- [GIVEN TEXT]
Team Erhardt Project: Mediocrity Is Fixable. Stupidity...Not So Much

Jun 10, 2011
Mediocrity is something that one can work through, improve upon and, hopefully in my case, overcome. Stupidity is a curse. And one not easily shrugged off. But before I get sidetracked, let me tell you about the holster I'll be using to win the Steel Challenge... OK. I'm not even going to pretend there was serious, rational thought put into selecting the holster and rig I'm using.
The ELS is ideal for competition but its flexibility means you can do so much more with it. Photo: Yamil Sued
Honestly, I wanted to go with the Safariland ELS Belt System because it looks cool. And before I get accused of being the shooting range equivalent of a 'fashionista', or wanting what the 'cool kids' have - which I do - there's actually a good reason to go with the ELS Belt System. A couple good reasons in fact.
The locking fork secures to the holster and allows for easy transition from belt to bedside.

- [RECORD SET]

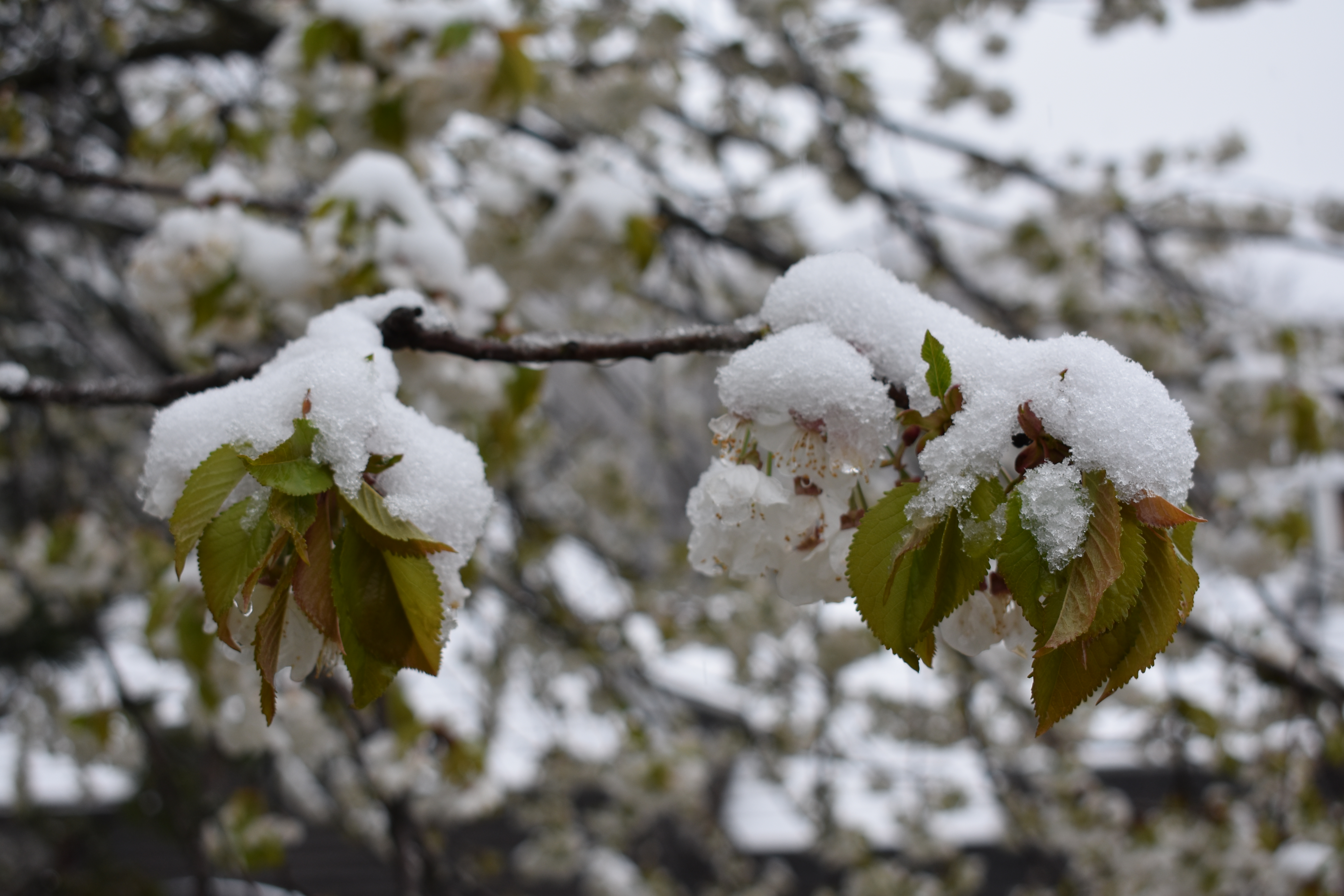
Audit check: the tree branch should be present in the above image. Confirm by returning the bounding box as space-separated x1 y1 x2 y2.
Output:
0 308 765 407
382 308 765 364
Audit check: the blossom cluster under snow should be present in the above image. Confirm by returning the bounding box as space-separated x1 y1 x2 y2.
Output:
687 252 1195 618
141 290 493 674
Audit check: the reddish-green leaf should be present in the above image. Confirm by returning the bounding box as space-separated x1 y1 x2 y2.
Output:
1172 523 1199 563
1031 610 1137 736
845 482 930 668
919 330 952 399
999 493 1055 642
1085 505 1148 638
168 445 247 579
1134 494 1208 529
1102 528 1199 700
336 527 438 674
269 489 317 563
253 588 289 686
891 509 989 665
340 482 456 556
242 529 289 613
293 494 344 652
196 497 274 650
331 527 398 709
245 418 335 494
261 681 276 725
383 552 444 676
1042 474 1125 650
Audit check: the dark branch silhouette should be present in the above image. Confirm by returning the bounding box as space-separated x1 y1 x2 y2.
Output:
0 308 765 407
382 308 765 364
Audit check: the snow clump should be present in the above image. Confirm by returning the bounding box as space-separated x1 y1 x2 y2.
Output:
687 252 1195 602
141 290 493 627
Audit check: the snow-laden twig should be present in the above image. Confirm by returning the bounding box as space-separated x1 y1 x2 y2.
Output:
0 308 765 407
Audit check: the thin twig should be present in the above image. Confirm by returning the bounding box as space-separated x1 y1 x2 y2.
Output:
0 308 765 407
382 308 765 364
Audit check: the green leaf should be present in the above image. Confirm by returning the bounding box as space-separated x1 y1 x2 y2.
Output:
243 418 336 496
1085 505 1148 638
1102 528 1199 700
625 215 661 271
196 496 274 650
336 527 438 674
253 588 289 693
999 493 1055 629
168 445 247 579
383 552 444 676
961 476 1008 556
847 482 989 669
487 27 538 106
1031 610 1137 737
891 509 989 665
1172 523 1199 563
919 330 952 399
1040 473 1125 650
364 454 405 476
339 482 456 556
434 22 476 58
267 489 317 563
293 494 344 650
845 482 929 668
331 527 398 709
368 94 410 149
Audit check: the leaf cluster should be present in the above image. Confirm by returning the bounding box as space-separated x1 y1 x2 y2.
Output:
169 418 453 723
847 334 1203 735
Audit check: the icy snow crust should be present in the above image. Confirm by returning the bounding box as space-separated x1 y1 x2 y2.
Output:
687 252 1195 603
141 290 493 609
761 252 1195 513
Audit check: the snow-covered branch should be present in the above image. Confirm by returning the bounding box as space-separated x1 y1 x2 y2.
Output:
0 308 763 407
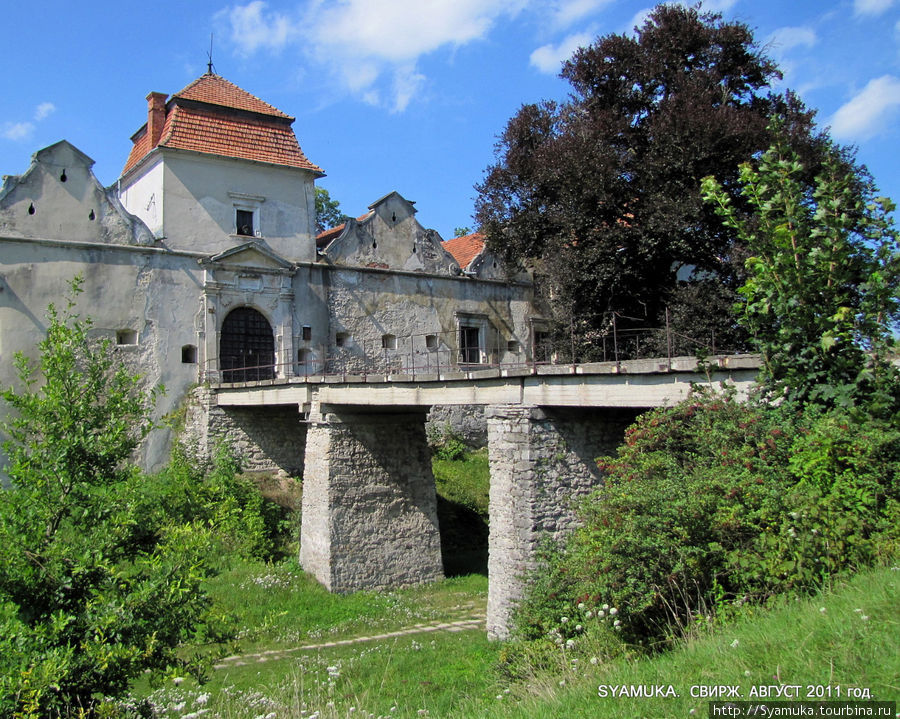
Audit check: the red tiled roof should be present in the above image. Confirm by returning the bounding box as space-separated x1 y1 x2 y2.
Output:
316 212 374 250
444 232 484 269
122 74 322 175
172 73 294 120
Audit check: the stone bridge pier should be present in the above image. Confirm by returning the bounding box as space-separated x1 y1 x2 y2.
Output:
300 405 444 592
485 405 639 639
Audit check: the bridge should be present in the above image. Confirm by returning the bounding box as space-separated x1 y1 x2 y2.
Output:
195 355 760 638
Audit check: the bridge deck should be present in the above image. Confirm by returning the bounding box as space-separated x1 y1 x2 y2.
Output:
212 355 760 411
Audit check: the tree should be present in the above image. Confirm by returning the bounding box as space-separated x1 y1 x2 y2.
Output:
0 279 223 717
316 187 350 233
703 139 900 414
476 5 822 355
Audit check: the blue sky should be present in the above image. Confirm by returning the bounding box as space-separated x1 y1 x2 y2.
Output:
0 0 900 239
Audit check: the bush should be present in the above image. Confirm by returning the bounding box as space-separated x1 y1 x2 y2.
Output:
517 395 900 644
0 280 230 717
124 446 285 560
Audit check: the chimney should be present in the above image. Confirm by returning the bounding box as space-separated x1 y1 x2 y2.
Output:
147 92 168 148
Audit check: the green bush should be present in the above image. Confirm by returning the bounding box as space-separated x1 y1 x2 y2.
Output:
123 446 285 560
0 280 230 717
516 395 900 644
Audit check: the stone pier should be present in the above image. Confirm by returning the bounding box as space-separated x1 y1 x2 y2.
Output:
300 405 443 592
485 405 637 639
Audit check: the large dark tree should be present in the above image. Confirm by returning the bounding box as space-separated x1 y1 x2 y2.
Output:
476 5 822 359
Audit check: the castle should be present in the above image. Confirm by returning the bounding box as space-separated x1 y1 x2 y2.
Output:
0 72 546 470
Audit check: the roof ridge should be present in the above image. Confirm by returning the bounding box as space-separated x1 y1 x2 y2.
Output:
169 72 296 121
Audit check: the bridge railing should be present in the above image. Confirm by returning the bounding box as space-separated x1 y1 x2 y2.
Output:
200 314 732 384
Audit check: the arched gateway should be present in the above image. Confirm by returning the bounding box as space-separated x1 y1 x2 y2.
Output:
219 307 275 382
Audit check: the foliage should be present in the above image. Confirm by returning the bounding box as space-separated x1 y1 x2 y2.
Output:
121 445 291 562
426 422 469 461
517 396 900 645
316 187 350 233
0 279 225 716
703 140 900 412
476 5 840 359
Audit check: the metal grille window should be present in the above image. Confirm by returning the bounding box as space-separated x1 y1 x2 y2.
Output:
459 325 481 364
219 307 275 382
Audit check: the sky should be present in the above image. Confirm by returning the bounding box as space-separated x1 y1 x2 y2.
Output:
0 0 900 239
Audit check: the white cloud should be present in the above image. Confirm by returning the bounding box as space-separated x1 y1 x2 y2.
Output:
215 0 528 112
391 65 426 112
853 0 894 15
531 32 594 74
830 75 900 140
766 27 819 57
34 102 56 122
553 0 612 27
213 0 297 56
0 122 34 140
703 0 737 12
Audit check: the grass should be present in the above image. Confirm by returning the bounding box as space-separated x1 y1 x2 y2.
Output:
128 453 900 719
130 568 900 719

- [TASK DESCRIPTION] Decide whether each statement agrees with the Team Erhardt post, answering yes or no and quoting the words of the post that settle it. 1. The writer put serious, rational thought into choosing the holster and rig. 2. The writer admits to wanting what the "cool kids" have. 3. The locking fork makes it easy to move the holster from belt to bedside.

- [EXERCISE ANSWER]
1. No: "I'm not even going to pretend there was serious, rational thought put into selecting the holster and rig I'm using."
2. Yes: "or wanting what the 'cool kids' have - which I do -"
3. Yes: "The locking fork secures to the holster and allows for easy transition from belt to bedside."